• **Stated goal**: Could you copy out the records from their start through the line containing "(1269, 436)", both ends included, with every pixel coordinate in the answers scaled by 1.45 and rounded to a whole number, halves rounded up? Keep all other lines unchanged, requests included, and give nothing past that line.

_ _ _

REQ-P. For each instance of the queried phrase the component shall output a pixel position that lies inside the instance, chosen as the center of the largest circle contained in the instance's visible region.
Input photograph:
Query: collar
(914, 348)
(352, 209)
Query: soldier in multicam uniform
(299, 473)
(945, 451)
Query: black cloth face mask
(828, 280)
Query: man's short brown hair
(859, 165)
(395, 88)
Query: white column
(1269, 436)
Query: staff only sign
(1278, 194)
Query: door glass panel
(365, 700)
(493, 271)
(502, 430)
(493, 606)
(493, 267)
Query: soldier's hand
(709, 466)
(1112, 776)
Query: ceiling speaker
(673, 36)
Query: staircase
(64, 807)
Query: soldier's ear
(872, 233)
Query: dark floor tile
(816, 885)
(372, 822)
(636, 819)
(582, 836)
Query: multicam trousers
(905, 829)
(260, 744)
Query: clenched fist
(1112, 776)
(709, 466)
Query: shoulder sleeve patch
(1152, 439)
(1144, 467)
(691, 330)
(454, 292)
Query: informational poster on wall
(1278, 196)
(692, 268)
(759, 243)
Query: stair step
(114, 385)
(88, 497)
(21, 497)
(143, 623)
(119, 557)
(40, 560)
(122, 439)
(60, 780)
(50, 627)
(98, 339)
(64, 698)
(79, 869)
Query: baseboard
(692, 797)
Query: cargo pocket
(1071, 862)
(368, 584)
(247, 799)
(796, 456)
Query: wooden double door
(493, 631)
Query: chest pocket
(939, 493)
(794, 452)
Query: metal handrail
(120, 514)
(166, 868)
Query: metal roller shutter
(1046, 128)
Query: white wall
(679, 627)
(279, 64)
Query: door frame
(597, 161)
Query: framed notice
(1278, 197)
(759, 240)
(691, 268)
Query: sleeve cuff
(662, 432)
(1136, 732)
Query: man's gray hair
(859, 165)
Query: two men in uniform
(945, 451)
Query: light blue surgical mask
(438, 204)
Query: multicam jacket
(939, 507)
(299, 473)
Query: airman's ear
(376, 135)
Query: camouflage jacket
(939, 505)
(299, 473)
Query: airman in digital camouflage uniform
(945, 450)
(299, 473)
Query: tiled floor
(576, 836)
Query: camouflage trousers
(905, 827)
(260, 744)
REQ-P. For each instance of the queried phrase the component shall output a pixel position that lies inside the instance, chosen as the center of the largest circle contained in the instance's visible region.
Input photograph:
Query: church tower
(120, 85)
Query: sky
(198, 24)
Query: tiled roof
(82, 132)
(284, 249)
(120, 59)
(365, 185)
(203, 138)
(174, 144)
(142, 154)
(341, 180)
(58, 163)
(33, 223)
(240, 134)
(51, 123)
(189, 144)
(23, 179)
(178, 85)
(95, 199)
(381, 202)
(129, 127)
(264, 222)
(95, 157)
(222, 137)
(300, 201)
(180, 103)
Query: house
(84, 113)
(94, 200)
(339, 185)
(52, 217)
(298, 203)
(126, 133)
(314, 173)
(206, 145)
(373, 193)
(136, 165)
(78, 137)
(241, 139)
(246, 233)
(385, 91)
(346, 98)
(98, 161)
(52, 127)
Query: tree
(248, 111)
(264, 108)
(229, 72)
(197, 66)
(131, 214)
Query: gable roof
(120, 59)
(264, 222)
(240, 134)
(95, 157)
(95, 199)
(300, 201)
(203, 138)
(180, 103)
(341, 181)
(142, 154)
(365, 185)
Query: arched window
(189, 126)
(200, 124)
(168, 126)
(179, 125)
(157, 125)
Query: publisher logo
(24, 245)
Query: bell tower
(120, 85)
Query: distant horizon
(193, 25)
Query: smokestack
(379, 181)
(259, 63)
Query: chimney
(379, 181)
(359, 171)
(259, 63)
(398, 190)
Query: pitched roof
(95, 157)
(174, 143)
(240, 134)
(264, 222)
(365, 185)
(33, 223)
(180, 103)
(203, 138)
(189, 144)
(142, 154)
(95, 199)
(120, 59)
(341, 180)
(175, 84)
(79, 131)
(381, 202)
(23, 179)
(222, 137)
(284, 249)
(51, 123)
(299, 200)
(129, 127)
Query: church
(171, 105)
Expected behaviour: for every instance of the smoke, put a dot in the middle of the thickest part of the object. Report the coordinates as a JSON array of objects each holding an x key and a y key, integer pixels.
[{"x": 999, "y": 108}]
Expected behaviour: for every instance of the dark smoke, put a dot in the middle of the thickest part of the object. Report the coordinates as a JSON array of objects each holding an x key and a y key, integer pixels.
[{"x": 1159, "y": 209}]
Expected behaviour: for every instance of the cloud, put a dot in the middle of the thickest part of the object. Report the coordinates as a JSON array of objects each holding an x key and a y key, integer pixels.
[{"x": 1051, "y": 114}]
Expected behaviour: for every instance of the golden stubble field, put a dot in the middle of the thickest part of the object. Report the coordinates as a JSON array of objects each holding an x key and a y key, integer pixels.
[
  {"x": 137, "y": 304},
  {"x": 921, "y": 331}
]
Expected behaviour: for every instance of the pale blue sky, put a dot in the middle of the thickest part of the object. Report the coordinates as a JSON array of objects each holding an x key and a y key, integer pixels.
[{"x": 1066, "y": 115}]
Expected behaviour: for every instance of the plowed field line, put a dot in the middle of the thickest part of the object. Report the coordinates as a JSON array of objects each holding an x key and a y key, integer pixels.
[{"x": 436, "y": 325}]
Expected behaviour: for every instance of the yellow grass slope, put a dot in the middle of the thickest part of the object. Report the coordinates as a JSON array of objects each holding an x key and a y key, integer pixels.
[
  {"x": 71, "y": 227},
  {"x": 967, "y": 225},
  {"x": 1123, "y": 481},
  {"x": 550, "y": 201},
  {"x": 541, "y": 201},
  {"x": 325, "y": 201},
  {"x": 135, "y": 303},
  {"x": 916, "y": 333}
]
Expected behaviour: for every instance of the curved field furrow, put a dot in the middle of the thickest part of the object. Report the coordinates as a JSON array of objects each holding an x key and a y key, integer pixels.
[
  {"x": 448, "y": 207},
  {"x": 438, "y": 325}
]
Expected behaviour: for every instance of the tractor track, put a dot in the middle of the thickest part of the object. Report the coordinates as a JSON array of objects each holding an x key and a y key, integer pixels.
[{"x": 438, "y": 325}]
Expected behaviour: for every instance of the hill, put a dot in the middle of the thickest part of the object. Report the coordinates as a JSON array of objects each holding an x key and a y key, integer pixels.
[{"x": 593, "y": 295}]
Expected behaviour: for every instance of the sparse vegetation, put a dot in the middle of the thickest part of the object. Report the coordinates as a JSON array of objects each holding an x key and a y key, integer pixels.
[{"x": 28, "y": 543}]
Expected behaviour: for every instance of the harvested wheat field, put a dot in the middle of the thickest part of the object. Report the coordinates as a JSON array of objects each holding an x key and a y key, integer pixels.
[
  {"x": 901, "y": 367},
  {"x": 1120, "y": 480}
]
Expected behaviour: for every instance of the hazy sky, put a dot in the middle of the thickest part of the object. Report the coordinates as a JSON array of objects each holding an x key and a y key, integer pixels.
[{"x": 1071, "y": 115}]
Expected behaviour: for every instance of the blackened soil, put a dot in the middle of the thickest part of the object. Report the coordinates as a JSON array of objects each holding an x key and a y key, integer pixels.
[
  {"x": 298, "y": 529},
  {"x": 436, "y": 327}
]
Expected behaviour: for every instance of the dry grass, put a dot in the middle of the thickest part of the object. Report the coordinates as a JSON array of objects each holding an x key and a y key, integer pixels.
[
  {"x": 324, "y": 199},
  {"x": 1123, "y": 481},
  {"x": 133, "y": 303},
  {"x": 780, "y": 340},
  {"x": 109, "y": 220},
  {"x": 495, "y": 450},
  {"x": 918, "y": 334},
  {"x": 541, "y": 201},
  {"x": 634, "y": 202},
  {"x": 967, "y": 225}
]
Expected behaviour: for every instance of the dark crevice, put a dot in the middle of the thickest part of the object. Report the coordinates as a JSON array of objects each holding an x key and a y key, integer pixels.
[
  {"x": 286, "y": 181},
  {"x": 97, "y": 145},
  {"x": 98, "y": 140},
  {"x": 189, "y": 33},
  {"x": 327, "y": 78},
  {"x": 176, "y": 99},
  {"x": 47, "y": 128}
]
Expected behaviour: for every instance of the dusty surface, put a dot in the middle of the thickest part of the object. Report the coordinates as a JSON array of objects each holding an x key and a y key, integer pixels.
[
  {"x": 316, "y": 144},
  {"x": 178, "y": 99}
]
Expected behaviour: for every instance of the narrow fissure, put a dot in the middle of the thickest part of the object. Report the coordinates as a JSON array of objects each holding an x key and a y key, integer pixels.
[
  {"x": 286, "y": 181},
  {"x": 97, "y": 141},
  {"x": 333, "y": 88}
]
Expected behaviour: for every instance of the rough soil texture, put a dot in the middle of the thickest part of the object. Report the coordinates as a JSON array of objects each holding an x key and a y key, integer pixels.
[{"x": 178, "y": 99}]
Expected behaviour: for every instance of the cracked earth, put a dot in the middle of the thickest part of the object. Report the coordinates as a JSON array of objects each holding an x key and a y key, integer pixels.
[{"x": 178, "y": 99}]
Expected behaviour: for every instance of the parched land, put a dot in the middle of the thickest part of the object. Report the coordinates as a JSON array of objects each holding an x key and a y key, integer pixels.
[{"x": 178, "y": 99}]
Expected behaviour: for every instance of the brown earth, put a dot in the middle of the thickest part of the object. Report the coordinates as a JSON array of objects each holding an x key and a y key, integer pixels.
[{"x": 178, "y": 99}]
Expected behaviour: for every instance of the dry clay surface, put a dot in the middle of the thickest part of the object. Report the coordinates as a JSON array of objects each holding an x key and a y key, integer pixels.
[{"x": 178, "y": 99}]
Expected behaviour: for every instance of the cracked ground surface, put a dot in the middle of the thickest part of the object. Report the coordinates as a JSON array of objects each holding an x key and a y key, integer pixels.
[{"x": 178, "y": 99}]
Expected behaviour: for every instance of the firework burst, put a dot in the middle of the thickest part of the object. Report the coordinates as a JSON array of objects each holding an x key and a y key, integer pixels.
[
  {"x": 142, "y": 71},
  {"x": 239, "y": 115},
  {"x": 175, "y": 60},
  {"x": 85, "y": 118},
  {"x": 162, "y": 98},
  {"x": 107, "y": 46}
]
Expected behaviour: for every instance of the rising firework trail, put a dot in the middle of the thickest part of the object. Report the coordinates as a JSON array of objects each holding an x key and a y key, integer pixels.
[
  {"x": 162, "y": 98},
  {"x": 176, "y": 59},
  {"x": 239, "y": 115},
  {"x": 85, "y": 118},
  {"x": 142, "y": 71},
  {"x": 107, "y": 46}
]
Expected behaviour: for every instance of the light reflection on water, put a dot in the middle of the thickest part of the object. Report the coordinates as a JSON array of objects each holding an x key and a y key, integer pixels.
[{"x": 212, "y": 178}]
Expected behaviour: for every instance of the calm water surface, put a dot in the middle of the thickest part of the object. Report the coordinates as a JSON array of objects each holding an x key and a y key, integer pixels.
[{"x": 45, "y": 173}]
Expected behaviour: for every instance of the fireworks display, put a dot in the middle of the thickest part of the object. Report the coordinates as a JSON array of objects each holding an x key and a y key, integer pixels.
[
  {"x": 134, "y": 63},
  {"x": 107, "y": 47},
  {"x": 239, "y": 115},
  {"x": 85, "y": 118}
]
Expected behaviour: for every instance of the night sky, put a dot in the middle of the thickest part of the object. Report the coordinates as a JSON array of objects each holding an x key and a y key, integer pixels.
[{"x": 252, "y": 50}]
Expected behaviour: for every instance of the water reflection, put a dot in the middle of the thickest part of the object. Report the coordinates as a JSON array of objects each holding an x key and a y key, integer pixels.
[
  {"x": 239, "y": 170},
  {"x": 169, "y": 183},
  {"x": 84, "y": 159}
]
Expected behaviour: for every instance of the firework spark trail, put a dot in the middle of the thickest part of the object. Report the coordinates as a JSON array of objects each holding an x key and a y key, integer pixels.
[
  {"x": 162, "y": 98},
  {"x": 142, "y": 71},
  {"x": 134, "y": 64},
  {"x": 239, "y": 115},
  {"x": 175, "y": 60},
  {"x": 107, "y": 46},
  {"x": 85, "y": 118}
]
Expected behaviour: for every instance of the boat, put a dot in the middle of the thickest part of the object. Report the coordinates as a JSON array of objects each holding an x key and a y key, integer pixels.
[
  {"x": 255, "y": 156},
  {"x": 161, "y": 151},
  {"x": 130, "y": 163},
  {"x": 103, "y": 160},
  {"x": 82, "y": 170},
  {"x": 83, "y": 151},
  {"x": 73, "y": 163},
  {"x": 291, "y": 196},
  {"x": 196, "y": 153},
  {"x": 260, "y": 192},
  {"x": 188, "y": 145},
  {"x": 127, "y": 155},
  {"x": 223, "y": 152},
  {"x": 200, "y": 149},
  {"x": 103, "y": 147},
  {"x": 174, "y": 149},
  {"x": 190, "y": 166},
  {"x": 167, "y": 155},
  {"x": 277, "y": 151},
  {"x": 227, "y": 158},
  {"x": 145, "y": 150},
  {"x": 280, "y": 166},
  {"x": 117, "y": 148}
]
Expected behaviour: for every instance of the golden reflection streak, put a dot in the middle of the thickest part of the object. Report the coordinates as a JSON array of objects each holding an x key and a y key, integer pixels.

_ _ _

• **Exercise answer**:
REQ-P. For each instance of the queried phrase the component shall output a pixel position that lies inside the instance, chosen as the center of the largest circle contained in the instance's visible region.
Input photograph:
Query: collar
(1325, 505)
(510, 303)
Query: soldier in multicam uniform
(434, 686)
(1370, 654)
Query: black cloth face mask
(1201, 406)
Query: man's short brown hair
(1246, 239)
(573, 128)
Query: white column
(1840, 632)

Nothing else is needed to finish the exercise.